> [Source passage]
In the latest step towards future growth and modernization, Iowa has introduced a marijuana legalization bill to the State. On February 21, 2023, lawmakers in the Iowa House of Representative unveiled the proposed legislation to the public. Is passed, the legislation could legalize the possession of cannabis containing up to 500 milligrams of THC for adults aged 21 and older with valid identification. It would also “seek to decrease penalties for marijuana possession and expunge records for non-violent marijuana convictions,” according to the announcement.
Iowa citizens have previously expressed interest in legalizing cannabis prior to this, as well. A Des Moines Register poll in 2021 found that 54% of adults in Iowa supported legalizing cannabis for recreational use, while 39% said they were opposed. Iowa’s Republican governor, Kim Reynolds, has also “opposed any efforts to legalize marijuana in Iowa”, even going so far as to veto a previous amendment to the state’s existing medical marijuana bill.
Despite the strong support from the citizens and the House democrats, the new bill still faces long odds in Iowa’s General Assembly, where both the state Senate and House are controlled by Republicans who have expressed that they’re in no mood for recreational legalization of marijuana.
The bill introduced by Democrats would allow “Iowans 21 and older to purchase weed for recreational use from a licensed store, and includes a 10% excise tax and 1% surcharge,” and would “would funnel money towards schools, mental health, and local public safety departments,” according to the democratic spokesperson. This would help funnel the current cannabis taxes being paid out of state back into the state of Iowa, keeping the tax revenue local for state use.
The bill would also eliminate criminal penalties for individuals possessing up to a half-ounce of marijuana and would reclassify such possession as a civil penalty. It would also reduce other possession charges from felonies to misdemeanors and expunge criminal records of nonviolent marijuana possession convictions, driving down the state’s crime and allowing thousands of Iowans to have a clean record after the change.
Unfortunately, GOP party leaders do not expect the recreational marijuana legalization bill to pass or even to advance this year, but the fact that discussions are being started means that the coming years may bring a much-needed change to Iowa’s current laws.

> [Listed entries]
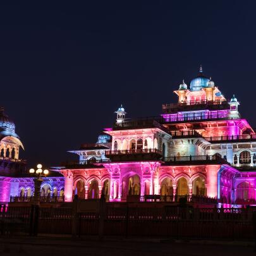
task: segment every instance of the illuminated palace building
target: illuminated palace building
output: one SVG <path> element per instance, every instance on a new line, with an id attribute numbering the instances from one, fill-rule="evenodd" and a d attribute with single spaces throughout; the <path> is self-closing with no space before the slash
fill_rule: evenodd
<path id="1" fill-rule="evenodd" d="M 255 204 L 256 135 L 235 95 L 226 100 L 202 68 L 189 88 L 183 81 L 174 92 L 178 102 L 163 105 L 159 117 L 128 119 L 121 106 L 95 144 L 71 151 L 79 161 L 59 168 L 65 200 L 186 195 Z"/>
<path id="2" fill-rule="evenodd" d="M 30 197 L 34 192 L 34 178 L 26 169 L 27 162 L 19 157 L 20 147 L 24 149 L 15 125 L 0 110 L 0 202 L 11 197 Z M 41 197 L 61 196 L 64 193 L 64 178 L 51 171 L 51 177 L 44 178 L 41 185 Z"/>

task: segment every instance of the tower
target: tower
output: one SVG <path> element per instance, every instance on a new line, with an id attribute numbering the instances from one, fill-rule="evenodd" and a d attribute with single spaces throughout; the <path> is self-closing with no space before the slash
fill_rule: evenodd
<path id="1" fill-rule="evenodd" d="M 122 104 L 121 104 L 121 107 L 118 109 L 117 111 L 115 111 L 116 113 L 116 123 L 121 123 L 125 121 L 125 115 L 126 113 L 125 111 L 125 109 L 123 107 Z"/>
<path id="2" fill-rule="evenodd" d="M 228 117 L 230 119 L 240 118 L 240 114 L 238 113 L 238 106 L 240 105 L 240 104 L 237 101 L 235 95 L 233 95 L 232 99 L 228 104 L 230 106 Z"/>

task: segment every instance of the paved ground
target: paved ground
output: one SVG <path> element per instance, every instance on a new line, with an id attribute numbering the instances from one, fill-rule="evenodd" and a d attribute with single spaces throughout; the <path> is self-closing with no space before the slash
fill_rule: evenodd
<path id="1" fill-rule="evenodd" d="M 256 255 L 247 241 L 170 241 L 164 240 L 77 240 L 71 238 L 0 238 L 0 255 Z M 32 254 L 33 253 L 33 254 Z"/>

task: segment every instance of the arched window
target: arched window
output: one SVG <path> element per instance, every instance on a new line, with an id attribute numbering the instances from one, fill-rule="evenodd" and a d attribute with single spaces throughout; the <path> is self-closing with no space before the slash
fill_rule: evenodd
<path id="1" fill-rule="evenodd" d="M 114 150 L 118 150 L 118 142 L 116 140 L 114 142 Z"/>
<path id="2" fill-rule="evenodd" d="M 15 149 L 13 147 L 13 150 L 11 150 L 11 157 L 14 159 L 15 158 Z"/>
<path id="3" fill-rule="evenodd" d="M 139 138 L 137 140 L 137 149 L 143 149 L 143 140 L 142 138 Z"/>
<path id="4" fill-rule="evenodd" d="M 5 154 L 6 157 L 9 157 L 9 149 L 8 148 Z"/>
<path id="5" fill-rule="evenodd" d="M 236 155 L 236 154 L 235 154 L 234 155 L 234 164 L 237 164 L 237 163 L 238 163 L 237 161 L 238 161 L 237 155 Z"/>
<path id="6" fill-rule="evenodd" d="M 253 154 L 253 156 L 252 157 L 252 161 L 254 164 L 256 164 L 256 154 Z"/>
<path id="7" fill-rule="evenodd" d="M 0 156 L 2 157 L 3 157 L 4 156 L 4 149 L 2 149 L 1 150 Z"/>
<path id="8" fill-rule="evenodd" d="M 133 139 L 130 142 L 130 149 L 136 149 L 135 140 Z"/>
<path id="9" fill-rule="evenodd" d="M 144 149 L 147 149 L 147 139 L 145 139 L 145 142 L 144 142 Z"/>
<path id="10" fill-rule="evenodd" d="M 239 157 L 240 164 L 250 164 L 251 163 L 251 154 L 249 151 L 242 151 Z"/>
<path id="11" fill-rule="evenodd" d="M 162 143 L 162 157 L 165 157 L 166 155 L 166 144 L 164 143 Z"/>

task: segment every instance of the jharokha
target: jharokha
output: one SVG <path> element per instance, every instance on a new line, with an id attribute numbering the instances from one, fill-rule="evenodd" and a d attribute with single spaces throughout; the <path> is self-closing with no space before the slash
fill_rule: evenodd
<path id="1" fill-rule="evenodd" d="M 187 195 L 224 207 L 256 204 L 256 135 L 235 95 L 225 99 L 202 67 L 189 88 L 183 81 L 174 92 L 178 103 L 162 105 L 155 118 L 126 119 L 121 106 L 96 143 L 70 151 L 78 161 L 51 169 L 41 196 L 175 202 Z M 0 201 L 30 197 L 33 178 L 18 160 L 23 145 L 3 110 L 0 126 Z"/>

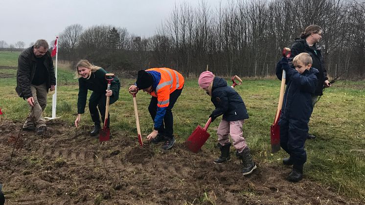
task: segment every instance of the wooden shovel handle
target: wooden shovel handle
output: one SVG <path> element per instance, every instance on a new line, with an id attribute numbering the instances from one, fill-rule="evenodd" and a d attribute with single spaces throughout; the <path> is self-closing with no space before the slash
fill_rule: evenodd
<path id="1" fill-rule="evenodd" d="M 137 92 L 136 92 L 137 93 Z M 138 141 L 140 146 L 143 146 L 143 142 L 142 141 L 142 135 L 141 135 L 141 129 L 139 126 L 139 118 L 138 117 L 138 109 L 137 109 L 137 101 L 136 99 L 136 93 L 133 94 L 133 105 L 135 107 L 135 115 L 136 115 L 136 124 L 137 126 L 137 133 L 138 134 Z"/>
<path id="2" fill-rule="evenodd" d="M 275 116 L 275 120 L 274 124 L 276 123 L 279 118 L 280 110 L 283 106 L 283 101 L 284 100 L 284 91 L 285 89 L 285 81 L 286 81 L 285 70 L 283 70 L 283 75 L 281 76 L 281 85 L 280 87 L 280 94 L 279 95 L 279 103 L 277 103 L 277 110 L 276 110 L 276 115 Z"/>
<path id="3" fill-rule="evenodd" d="M 206 130 L 208 129 L 208 127 L 209 127 L 209 126 L 210 125 L 210 123 L 212 122 L 212 118 L 209 117 L 208 119 L 208 121 L 206 122 L 206 123 L 205 123 L 205 125 L 204 126 L 204 129 L 205 131 L 206 131 Z"/>
<path id="4" fill-rule="evenodd" d="M 287 58 L 289 58 L 289 57 L 290 57 L 290 48 L 288 47 L 284 47 L 283 49 L 283 57 L 286 57 Z M 280 110 L 281 110 L 281 108 L 283 106 L 283 101 L 284 100 L 284 91 L 285 89 L 286 81 L 286 75 L 285 73 L 285 70 L 283 70 L 283 74 L 281 76 L 281 85 L 280 85 L 280 94 L 279 95 L 279 103 L 277 103 L 277 110 L 276 110 L 276 115 L 275 116 L 274 124 L 275 124 L 278 120 L 280 111 Z"/>

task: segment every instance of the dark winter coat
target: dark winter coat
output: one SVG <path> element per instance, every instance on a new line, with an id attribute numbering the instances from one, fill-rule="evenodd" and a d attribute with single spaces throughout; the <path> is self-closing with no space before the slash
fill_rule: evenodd
<path id="1" fill-rule="evenodd" d="M 18 71 L 17 72 L 17 87 L 15 91 L 20 97 L 27 99 L 32 97 L 30 90 L 31 82 L 33 81 L 37 66 L 36 56 L 33 53 L 33 46 L 24 50 L 18 59 Z M 47 70 L 46 84 L 47 90 L 51 85 L 56 85 L 56 76 L 54 74 L 53 62 L 49 51 L 47 51 L 43 56 L 44 64 Z"/>
<path id="2" fill-rule="evenodd" d="M 314 44 L 313 46 L 317 47 L 317 45 Z M 295 43 L 292 46 L 291 48 L 291 54 L 290 55 L 290 61 L 291 65 L 293 59 L 295 56 L 300 53 L 306 52 L 310 55 L 313 63 L 312 67 L 318 70 L 319 72 L 317 74 L 318 83 L 316 87 L 316 91 L 314 94 L 315 95 L 322 95 L 323 94 L 322 88 L 324 81 L 328 80 L 327 77 L 327 71 L 324 67 L 323 63 L 323 56 L 321 52 L 320 47 L 317 47 L 317 49 L 313 50 L 307 44 L 305 39 L 296 39 Z M 294 68 L 294 66 L 292 66 Z"/>
<path id="3" fill-rule="evenodd" d="M 283 69 L 286 72 L 287 86 L 280 119 L 293 120 L 298 123 L 298 127 L 304 123 L 306 126 L 313 111 L 312 95 L 317 85 L 318 70 L 311 68 L 300 74 L 290 67 L 288 59 L 285 57 L 276 65 L 276 74 L 280 80 Z"/>
<path id="4" fill-rule="evenodd" d="M 105 74 L 107 73 L 105 70 L 101 68 L 95 72 L 91 72 L 91 76 L 89 79 L 82 77 L 79 78 L 78 114 L 83 114 L 85 113 L 89 90 L 95 92 L 104 94 L 106 93 L 106 91 L 108 89 L 108 81 L 105 79 Z M 110 98 L 110 104 L 114 103 L 119 98 L 120 82 L 116 76 L 114 76 L 114 78 L 110 88 L 110 90 L 113 91 L 113 94 Z"/>
<path id="5" fill-rule="evenodd" d="M 215 106 L 211 116 L 216 117 L 223 114 L 226 121 L 237 121 L 249 118 L 245 103 L 238 93 L 226 80 L 216 77 L 213 81 L 210 100 Z"/>

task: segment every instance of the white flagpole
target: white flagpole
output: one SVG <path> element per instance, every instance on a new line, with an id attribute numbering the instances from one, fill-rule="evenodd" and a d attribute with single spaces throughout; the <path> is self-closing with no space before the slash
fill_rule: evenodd
<path id="1" fill-rule="evenodd" d="M 56 108 L 57 101 L 57 61 L 58 58 L 58 36 L 56 37 L 56 66 L 54 74 L 56 76 L 56 86 L 54 87 L 54 93 L 52 95 L 52 118 L 56 118 Z"/>

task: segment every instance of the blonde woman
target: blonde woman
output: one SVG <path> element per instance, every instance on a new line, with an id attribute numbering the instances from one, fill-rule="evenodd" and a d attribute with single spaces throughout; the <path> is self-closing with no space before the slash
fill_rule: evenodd
<path id="1" fill-rule="evenodd" d="M 112 81 L 111 90 L 108 91 L 108 82 L 105 79 L 105 74 L 108 72 L 105 70 L 91 64 L 87 60 L 80 60 L 76 67 L 79 78 L 79 94 L 77 99 L 78 114 L 75 120 L 75 125 L 76 127 L 78 126 L 81 119 L 81 114 L 85 113 L 88 91 L 89 90 L 92 91 L 92 93 L 89 99 L 89 110 L 94 126 L 94 129 L 90 133 L 90 135 L 92 137 L 96 136 L 101 128 L 97 108 L 99 108 L 101 119 L 104 122 L 105 118 L 106 96 L 110 97 L 110 104 L 113 104 L 118 100 L 120 83 L 118 78 L 114 76 L 114 80 Z M 109 114 L 108 119 L 107 127 L 109 127 Z"/>

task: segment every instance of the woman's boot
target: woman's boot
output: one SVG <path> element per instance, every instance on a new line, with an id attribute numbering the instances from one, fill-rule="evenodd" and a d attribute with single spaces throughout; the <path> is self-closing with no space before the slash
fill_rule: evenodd
<path id="1" fill-rule="evenodd" d="M 225 161 L 230 160 L 230 156 L 229 156 L 229 148 L 230 148 L 230 142 L 228 142 L 224 146 L 222 146 L 221 143 L 218 142 L 217 144 L 218 148 L 221 150 L 221 156 L 217 159 L 214 159 L 215 164 L 220 164 Z"/>
<path id="2" fill-rule="evenodd" d="M 243 175 L 247 175 L 251 174 L 257 168 L 255 163 L 253 162 L 250 154 L 250 148 L 248 147 L 246 147 L 240 153 L 237 152 L 236 156 L 242 161 L 242 171 L 241 172 Z"/>

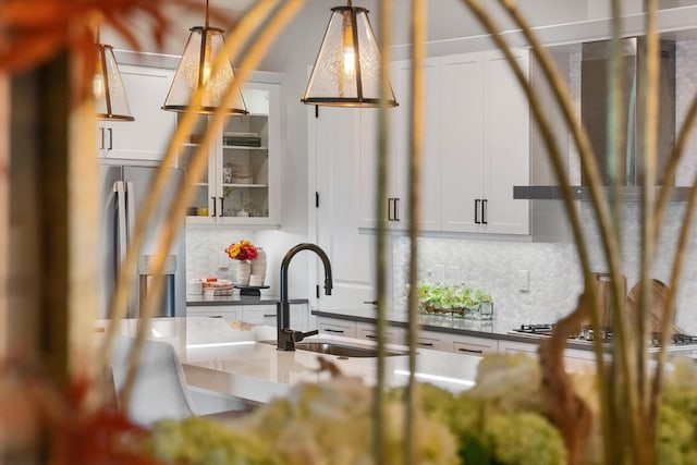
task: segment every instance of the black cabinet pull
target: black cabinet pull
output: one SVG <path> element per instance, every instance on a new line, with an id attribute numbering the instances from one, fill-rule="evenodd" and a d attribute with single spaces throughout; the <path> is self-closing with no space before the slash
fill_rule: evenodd
<path id="1" fill-rule="evenodd" d="M 457 347 L 457 351 L 466 352 L 467 354 L 484 354 L 484 351 L 475 351 L 474 348 Z"/>
<path id="2" fill-rule="evenodd" d="M 343 334 L 344 333 L 343 330 L 331 329 L 331 328 L 325 328 L 325 332 L 333 332 L 333 333 L 337 333 L 337 334 Z"/>
<path id="3" fill-rule="evenodd" d="M 489 224 L 487 221 L 487 200 L 486 198 L 481 200 L 481 224 Z"/>

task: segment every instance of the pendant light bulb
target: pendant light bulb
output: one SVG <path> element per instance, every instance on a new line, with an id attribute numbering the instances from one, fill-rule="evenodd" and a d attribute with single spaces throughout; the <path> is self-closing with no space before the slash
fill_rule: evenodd
<path id="1" fill-rule="evenodd" d="M 111 46 L 97 44 L 91 90 L 98 120 L 135 121 Z"/>
<path id="2" fill-rule="evenodd" d="M 381 99 L 380 62 L 368 10 L 353 7 L 351 1 L 334 7 L 301 101 L 331 107 L 396 107 L 389 85 Z"/>
<path id="3" fill-rule="evenodd" d="M 192 27 L 184 52 L 176 68 L 163 110 L 184 112 L 189 107 L 193 95 L 203 89 L 197 113 L 212 114 L 220 107 L 235 75 L 232 63 L 225 60 L 221 70 L 213 74 L 213 60 L 224 47 L 223 30 L 208 25 L 208 2 L 206 2 L 206 25 Z M 229 114 L 247 114 L 247 107 L 237 89 L 233 102 L 225 109 Z"/>
<path id="4" fill-rule="evenodd" d="M 343 75 L 346 78 L 353 78 L 356 75 L 356 52 L 353 44 L 353 26 L 351 21 L 346 21 L 344 16 L 344 34 L 343 34 Z"/>

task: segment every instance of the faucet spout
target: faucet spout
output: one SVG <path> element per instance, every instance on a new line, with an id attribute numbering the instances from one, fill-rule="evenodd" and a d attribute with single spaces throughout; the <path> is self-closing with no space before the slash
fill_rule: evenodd
<path id="1" fill-rule="evenodd" d="M 297 244 L 290 250 L 285 253 L 283 260 L 281 261 L 281 295 L 279 303 L 276 306 L 277 309 L 277 346 L 280 351 L 294 351 L 295 343 L 299 340 L 297 339 L 298 331 L 293 331 L 291 329 L 291 309 L 288 296 L 288 269 L 291 265 L 291 260 L 295 255 L 297 255 L 301 250 L 311 250 L 319 259 L 322 261 L 322 267 L 325 268 L 325 294 L 331 295 L 331 290 L 333 287 L 333 280 L 331 277 L 331 264 L 329 261 L 329 257 L 318 245 L 302 243 Z M 313 332 L 313 331 L 310 331 Z M 309 334 L 303 334 L 309 335 Z"/>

> [Activity A]
Copy word for word from the Iowa cannabis article, beginning at "Iowa citizens have" and stopping after "legalization of marijuana.".
> [Activity B]
Answer these questions using the Iowa cannabis article:
(i) On what date did Iowa House lawmakers unveil the proposed legislation?
(ii) In the 2021 Des Moines Register poll, what share of Iowa adults supported legalizing cannabis for recreational use?
(iii) What excise tax rate does the bill include?

> [Task result A]
Iowa citizens have previously expressed interest in legalizing cannabis prior to this, as well. A Des Moines Register poll in 2021 found that 54% of adults in Iowa supported legalizing cannabis for recreational use, while 39% said they were opposed. Iowa’s Republican governor, Kim Reynolds, has also “opposed any efforts to legalize marijuana in Iowa”, even going so far as to veto a previous amendment to the state’s existing medical marijuana bill.
Despite the strong support from the citizens and the House democrats, the new bill still faces long odds in Iowa’s General Assembly, where both the state Senate and House are controlled by Republicans who have expressed that they’re in no mood for recreational legalization of marijuana.

> [Task result B]
(i) February 21, 2023
(ii) 54%
(iii) 10%